_Problemi e compiti_
1. Conta le righe dei record in cui compare la parola "dress" e scrivi solo il numero.
2. Completa il brano sull'opera d'arte a forma di buco nel muro stuccata da un muratore, scrivendo la parte che segue l'ultima frase.

_Brano da leggere_
---
Lo scorso 12 gennaio la mostra è stata smontata e il museo ha avviato i lavori di disallestimento, in previsione della’esposizione successiva, “L’incanto dell’affresco”.
Ed ecco che avviene il “fattaccio”, diffuso come scoop dalla stampa italiana: un muratore, guardando distrattamente, passa dello stucco sul buco credendolo vero, poi ridipinge la parete. E allora? E allora ecco i titoloni: “Il buco nel muro è un capolavoro ma il muratore lo stucca”, “L’opera d’arte è un buco nel muro, ma un operaio lo stucca”, e così via, senza troppa fantasia, con toni tra il comico e l’allarmato. Perfetti per fomentare le solite valanghe di commenti sui social network, per lo più durissimi nei confronti dell’artista: “Un buco vicino al muro è la morte dell’arte rappresentata dall’incapacità totale degli artisti contemporanei!, “ le solite minchiate moderne!!!”, “capolavoro… allora casa mia in campagna è una “galleria d’arte”?, “Ora un buco in un parete è un capolavoro però in Italia tolgono l’ora di Storia dell’arte dalle scuole!!! Ma che paese è???, “Li conosco bene i sostenitori del’arte concettuale! tutti professori fasulli che usano una menzogna per mettersi al di sopra dell’uomo medio!”. Insomma, gli indignados della rete non perdonano: l’arte è un’altra cosa, che diamine!
---
[Estratti di dataset etichettati con riquadri]
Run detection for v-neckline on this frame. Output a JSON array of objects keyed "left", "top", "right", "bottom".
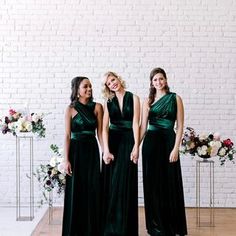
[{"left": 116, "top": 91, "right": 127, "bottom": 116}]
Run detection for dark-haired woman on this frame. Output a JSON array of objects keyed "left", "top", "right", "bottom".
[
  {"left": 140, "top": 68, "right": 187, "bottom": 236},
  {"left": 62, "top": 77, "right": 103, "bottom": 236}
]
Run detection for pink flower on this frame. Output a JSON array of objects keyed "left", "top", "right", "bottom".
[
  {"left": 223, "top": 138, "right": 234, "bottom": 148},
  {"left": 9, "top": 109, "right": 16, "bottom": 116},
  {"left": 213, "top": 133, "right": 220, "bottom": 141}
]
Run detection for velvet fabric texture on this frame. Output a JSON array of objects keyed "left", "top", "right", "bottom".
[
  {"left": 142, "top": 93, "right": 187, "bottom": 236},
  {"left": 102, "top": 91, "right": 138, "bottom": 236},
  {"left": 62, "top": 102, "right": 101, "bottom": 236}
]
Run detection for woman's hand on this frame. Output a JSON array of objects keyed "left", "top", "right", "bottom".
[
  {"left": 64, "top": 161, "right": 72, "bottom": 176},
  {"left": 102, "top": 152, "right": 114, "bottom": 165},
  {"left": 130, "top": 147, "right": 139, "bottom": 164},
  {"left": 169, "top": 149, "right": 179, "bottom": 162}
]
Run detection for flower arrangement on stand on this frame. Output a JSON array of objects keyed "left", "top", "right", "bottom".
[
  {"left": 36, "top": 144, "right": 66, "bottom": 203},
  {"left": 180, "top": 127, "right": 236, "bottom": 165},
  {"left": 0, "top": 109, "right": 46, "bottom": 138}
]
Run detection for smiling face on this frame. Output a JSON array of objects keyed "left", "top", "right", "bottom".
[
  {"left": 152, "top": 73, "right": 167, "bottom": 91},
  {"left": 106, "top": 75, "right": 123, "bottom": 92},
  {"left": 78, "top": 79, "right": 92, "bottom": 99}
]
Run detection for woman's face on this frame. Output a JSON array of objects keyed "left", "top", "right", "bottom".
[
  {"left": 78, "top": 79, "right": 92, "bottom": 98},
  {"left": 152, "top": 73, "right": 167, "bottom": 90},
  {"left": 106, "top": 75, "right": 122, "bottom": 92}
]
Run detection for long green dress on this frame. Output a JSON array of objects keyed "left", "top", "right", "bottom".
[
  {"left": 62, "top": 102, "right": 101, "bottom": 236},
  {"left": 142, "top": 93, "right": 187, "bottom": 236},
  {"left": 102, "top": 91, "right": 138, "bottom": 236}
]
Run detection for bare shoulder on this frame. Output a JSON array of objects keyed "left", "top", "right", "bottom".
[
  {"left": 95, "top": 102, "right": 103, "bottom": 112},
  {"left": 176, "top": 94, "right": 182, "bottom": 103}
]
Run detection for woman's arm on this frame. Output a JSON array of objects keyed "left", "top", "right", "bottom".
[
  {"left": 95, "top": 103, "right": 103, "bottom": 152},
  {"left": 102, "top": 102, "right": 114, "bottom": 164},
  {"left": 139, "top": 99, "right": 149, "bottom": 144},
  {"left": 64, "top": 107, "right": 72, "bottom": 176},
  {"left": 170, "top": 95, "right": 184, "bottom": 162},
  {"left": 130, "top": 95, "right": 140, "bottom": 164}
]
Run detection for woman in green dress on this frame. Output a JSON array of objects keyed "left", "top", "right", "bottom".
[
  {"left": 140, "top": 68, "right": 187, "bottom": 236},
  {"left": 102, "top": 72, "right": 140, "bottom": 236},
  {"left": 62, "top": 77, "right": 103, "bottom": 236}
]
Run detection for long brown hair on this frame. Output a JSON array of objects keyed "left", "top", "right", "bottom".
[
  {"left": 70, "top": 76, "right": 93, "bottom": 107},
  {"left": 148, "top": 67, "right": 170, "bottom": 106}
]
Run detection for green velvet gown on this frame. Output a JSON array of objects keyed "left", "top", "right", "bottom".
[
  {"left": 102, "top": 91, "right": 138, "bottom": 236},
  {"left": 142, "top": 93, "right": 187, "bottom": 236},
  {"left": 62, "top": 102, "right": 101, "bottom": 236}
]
---
_Elenco delle risposte_
1. 2

2.
Ora, si sarà pure ingannato l’uomo armato di spatola – fatto simpatico, quanto del tutto irrilevante – ma da qui a parlare di leso capolavoro ce ne corre. Il buchetto altro non era che un minuscolo dettaglio di un’installazione temporanea, destinata a essere rimossa: “La parete sulla quale ho disegnato il finto buco doveva comunque essere riverniciata”, ha spiegato Eron, sdrammatizzando. “Ci sarei rimasto peggio se l’operaio si fosse accorto che era un buco finto!“. Dunque, specchio portato via e wall painting cancellato. Stucco o non stucco, il buco doveva sparire.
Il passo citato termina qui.